## To do:
Copy out every line of the items word for word, starting with the line containing "segment the stream" and running through the last line of the items, both ends included.

##### Materials provided

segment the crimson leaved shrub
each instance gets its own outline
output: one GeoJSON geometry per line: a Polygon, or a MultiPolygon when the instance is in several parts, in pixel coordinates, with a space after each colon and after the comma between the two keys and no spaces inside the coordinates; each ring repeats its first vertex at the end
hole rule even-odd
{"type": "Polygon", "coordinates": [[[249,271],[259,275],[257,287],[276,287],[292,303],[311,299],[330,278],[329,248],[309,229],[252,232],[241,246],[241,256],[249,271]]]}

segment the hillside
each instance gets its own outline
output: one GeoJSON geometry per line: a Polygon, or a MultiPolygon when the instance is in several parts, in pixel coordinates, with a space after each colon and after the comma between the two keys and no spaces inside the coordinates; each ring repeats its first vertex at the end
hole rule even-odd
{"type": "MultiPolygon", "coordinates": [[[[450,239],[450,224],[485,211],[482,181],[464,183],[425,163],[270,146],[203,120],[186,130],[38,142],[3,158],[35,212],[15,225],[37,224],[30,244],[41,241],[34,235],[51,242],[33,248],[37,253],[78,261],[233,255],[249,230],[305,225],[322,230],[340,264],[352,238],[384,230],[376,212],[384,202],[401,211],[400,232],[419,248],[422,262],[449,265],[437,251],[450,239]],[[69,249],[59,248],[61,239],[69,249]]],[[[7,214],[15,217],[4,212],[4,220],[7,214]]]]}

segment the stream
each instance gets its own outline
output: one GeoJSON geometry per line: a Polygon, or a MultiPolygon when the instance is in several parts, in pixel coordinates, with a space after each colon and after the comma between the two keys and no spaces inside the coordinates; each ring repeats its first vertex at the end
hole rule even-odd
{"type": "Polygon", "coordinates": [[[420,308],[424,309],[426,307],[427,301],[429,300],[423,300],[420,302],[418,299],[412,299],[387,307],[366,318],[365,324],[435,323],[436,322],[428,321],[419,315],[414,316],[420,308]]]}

##########

## Result of the task:
segment the stream
each instance gets its own outline
output: one GeoJSON geometry per line: a Polygon, or a MultiPolygon when the instance is in several parts, in pixel coordinates, with a space after each colon and after the comma between the two keys and no spaces inside the coordinates; each ring repeats its first vertex at the end
hole rule even-odd
{"type": "Polygon", "coordinates": [[[420,308],[424,309],[426,307],[427,301],[429,300],[423,300],[420,302],[418,299],[412,299],[387,307],[366,318],[365,324],[435,323],[436,322],[428,321],[419,315],[414,316],[420,308]]]}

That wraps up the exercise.